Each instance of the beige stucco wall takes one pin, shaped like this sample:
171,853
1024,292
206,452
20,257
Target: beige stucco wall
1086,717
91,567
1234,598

[GOAL OF THE EXERCISE]
Write out the data exactly as it stands.

[COMPLETE RESPONSE]
Each instance of the beige stucco wall takes one pin, shaped like this sample:
171,853
1024,292
206,452
20,257
Target: beige stucco wall
1086,717
91,567
1234,598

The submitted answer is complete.